> EXERCISE OBJECTIVE: Copy the lines below verbatim, but only from the line containing "tag=patient's forehead" through the end of the data.

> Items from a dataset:
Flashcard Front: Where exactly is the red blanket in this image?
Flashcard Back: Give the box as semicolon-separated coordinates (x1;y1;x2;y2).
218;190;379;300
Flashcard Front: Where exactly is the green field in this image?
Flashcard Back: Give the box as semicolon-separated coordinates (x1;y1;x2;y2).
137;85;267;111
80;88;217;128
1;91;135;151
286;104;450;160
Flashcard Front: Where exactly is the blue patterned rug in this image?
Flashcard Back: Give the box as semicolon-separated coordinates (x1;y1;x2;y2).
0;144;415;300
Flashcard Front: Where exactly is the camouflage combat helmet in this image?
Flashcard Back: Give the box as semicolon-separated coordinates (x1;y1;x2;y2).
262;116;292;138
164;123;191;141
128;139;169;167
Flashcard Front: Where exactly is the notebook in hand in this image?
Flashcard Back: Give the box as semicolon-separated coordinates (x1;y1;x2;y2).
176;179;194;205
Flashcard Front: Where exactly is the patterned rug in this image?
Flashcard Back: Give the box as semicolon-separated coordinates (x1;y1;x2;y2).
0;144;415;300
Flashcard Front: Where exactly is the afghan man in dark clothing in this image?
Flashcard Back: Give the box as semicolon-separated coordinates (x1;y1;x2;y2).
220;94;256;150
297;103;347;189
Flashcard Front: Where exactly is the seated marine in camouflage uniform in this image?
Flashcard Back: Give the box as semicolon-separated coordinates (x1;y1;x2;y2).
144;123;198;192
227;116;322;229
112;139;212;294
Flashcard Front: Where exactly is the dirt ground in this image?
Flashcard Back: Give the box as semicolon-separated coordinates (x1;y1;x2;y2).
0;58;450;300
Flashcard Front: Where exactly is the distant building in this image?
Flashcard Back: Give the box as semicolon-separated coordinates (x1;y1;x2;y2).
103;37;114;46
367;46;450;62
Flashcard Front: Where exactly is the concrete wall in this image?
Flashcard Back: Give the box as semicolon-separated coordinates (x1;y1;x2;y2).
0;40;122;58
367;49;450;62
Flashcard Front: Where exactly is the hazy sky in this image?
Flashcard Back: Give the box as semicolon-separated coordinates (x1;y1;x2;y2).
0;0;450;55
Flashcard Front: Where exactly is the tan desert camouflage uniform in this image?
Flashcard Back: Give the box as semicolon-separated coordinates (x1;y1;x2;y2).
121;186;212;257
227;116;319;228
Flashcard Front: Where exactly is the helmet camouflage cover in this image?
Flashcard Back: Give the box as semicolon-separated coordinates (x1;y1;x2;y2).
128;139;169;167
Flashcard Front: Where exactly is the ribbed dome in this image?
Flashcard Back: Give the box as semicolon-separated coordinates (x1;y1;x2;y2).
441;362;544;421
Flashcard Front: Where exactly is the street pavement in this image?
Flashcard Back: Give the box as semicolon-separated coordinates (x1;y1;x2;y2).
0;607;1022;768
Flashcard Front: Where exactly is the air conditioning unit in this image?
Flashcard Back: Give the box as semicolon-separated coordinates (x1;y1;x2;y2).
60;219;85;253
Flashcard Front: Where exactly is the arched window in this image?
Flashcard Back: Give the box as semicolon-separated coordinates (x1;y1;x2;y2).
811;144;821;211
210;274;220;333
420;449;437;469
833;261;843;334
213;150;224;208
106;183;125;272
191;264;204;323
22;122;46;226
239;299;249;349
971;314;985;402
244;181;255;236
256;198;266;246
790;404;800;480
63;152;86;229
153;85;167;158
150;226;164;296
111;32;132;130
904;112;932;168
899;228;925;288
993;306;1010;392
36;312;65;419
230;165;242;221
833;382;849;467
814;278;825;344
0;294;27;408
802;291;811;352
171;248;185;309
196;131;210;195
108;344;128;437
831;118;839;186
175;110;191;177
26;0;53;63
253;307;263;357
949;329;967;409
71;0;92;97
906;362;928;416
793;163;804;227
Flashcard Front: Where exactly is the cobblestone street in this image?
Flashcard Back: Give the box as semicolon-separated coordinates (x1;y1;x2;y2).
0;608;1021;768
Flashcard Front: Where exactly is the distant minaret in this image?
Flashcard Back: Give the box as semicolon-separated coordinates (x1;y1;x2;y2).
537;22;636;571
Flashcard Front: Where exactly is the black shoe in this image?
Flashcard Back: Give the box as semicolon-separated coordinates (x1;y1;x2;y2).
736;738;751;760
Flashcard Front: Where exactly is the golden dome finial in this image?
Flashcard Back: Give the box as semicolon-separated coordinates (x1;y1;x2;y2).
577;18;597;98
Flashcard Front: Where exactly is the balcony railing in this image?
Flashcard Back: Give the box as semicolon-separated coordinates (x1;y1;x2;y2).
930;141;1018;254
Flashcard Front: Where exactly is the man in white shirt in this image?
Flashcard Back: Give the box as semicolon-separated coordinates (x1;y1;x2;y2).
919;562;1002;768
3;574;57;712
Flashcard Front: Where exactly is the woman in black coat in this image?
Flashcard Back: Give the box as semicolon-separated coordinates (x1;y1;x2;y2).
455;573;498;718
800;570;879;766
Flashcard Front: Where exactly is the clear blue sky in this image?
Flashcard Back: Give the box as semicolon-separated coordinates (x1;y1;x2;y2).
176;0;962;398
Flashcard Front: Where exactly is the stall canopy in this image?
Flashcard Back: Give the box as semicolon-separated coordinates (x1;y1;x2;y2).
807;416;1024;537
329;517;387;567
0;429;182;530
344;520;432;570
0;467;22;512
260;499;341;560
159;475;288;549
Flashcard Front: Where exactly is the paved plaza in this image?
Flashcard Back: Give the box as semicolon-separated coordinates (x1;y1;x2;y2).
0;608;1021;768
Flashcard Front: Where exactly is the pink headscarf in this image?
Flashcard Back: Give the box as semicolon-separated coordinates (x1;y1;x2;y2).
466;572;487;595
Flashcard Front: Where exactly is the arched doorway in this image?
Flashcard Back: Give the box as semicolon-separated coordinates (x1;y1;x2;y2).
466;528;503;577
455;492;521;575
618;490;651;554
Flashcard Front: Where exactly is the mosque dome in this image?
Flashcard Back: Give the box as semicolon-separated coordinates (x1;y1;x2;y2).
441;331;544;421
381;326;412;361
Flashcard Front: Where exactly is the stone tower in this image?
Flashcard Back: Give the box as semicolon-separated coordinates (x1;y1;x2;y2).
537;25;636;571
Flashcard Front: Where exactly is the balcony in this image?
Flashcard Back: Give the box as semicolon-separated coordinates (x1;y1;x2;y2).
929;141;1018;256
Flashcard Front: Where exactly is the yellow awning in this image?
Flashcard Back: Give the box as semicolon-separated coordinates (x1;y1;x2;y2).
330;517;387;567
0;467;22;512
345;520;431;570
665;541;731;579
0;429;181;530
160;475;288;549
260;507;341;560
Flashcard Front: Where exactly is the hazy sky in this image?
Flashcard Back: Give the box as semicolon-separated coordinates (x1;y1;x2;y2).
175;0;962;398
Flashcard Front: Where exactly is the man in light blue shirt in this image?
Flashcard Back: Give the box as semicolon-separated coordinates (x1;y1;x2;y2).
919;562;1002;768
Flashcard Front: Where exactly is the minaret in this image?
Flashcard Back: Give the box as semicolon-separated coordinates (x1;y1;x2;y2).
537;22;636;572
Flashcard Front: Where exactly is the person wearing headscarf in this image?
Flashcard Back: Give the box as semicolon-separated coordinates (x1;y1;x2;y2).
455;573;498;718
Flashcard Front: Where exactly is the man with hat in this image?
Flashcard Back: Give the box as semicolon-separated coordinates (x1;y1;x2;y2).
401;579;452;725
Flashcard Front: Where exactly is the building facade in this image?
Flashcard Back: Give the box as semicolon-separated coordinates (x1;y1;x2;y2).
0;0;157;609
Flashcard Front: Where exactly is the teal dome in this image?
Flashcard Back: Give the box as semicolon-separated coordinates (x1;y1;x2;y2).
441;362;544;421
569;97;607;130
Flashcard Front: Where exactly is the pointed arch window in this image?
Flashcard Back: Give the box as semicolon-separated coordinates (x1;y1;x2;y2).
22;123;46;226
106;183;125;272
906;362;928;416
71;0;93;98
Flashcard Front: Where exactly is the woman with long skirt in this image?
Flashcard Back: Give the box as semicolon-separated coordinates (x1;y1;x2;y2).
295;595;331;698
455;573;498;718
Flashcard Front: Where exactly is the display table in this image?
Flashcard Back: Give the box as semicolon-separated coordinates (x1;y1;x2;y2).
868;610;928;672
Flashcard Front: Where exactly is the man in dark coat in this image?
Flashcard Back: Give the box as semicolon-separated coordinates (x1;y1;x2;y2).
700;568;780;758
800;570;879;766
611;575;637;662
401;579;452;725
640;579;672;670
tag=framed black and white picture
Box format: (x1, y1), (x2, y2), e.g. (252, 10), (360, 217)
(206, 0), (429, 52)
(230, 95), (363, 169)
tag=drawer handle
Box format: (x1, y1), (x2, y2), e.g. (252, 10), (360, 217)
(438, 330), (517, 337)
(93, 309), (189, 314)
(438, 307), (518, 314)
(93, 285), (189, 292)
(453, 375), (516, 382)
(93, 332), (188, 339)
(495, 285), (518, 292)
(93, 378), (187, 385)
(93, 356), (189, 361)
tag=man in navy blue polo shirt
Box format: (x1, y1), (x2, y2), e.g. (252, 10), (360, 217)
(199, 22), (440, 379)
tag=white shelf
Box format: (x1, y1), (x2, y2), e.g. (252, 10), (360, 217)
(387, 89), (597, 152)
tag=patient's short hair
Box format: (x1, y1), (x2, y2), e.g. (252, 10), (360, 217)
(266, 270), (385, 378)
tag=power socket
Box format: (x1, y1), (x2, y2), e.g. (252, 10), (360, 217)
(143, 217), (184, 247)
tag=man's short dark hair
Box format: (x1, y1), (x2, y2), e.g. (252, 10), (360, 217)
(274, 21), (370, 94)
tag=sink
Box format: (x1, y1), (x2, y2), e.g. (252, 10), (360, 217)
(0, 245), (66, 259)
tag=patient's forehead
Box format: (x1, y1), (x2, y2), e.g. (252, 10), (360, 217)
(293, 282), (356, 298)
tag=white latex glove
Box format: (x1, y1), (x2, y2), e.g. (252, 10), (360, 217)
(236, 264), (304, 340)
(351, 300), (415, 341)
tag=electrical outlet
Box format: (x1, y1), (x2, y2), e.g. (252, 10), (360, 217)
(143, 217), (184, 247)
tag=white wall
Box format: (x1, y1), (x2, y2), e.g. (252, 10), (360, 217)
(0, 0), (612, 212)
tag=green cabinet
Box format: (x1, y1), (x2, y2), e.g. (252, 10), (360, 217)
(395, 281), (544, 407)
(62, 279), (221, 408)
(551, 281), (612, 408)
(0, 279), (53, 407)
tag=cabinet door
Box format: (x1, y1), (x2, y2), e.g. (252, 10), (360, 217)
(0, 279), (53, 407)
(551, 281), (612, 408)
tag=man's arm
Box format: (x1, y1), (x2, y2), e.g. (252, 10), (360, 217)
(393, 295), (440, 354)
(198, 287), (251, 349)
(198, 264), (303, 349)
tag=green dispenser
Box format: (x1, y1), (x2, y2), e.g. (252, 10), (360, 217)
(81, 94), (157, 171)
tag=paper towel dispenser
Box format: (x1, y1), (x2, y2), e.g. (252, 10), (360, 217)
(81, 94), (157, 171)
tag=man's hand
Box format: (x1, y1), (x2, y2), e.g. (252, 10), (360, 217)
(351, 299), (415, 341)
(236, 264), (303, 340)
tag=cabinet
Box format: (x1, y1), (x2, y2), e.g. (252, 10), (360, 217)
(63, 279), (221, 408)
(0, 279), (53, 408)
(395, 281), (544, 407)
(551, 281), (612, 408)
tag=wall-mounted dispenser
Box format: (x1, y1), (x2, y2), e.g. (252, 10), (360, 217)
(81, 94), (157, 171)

> TASK ANSWER:
tag=patient's forehead
Box format: (x1, y1), (x2, y2), e.g. (252, 10), (360, 217)
(293, 282), (356, 298)
tag=white latex glove
Box format: (x1, y1), (x2, y2), e.g. (252, 10), (360, 217)
(236, 264), (304, 340)
(351, 300), (415, 341)
tag=electrical outlet
Box format: (x1, y1), (x2, y2), e.g. (252, 10), (360, 217)
(143, 217), (184, 247)
tag=white wall
Box format: (x1, y1), (x2, y2), e.g. (252, 10), (360, 217)
(0, 0), (612, 212)
tag=green cabinet
Box format: (x1, y1), (x2, y2), e.g. (252, 10), (360, 217)
(395, 281), (544, 407)
(62, 279), (221, 408)
(551, 281), (612, 408)
(0, 279), (53, 407)
tag=cabinet door
Box format: (x1, y1), (x2, y2), e.g. (252, 10), (360, 217)
(0, 279), (53, 407)
(551, 281), (612, 408)
tag=man's arm
Box format: (x1, y1), (x2, y2), e.g. (252, 10), (360, 217)
(393, 295), (440, 354)
(198, 287), (251, 349)
(198, 264), (303, 349)
tag=green dispenser
Box format: (x1, y1), (x2, y2), e.g. (252, 10), (360, 217)
(81, 94), (157, 171)
tag=paper towel dispenser
Box format: (x1, y1), (x2, y2), e.g. (252, 10), (360, 217)
(81, 94), (157, 171)
tag=man's hand
Box format: (x1, y1), (x2, y2), e.g. (252, 10), (360, 217)
(351, 299), (415, 341)
(236, 264), (303, 340)
tag=cabinet
Box format: (x1, y1), (x2, y2), e.g. (252, 10), (360, 217)
(63, 279), (221, 408)
(0, 279), (53, 408)
(395, 281), (544, 407)
(551, 281), (612, 408)
tag=wall-mounted dispenser
Box format: (x1, y1), (x2, y2), e.g. (252, 10), (360, 217)
(81, 94), (157, 171)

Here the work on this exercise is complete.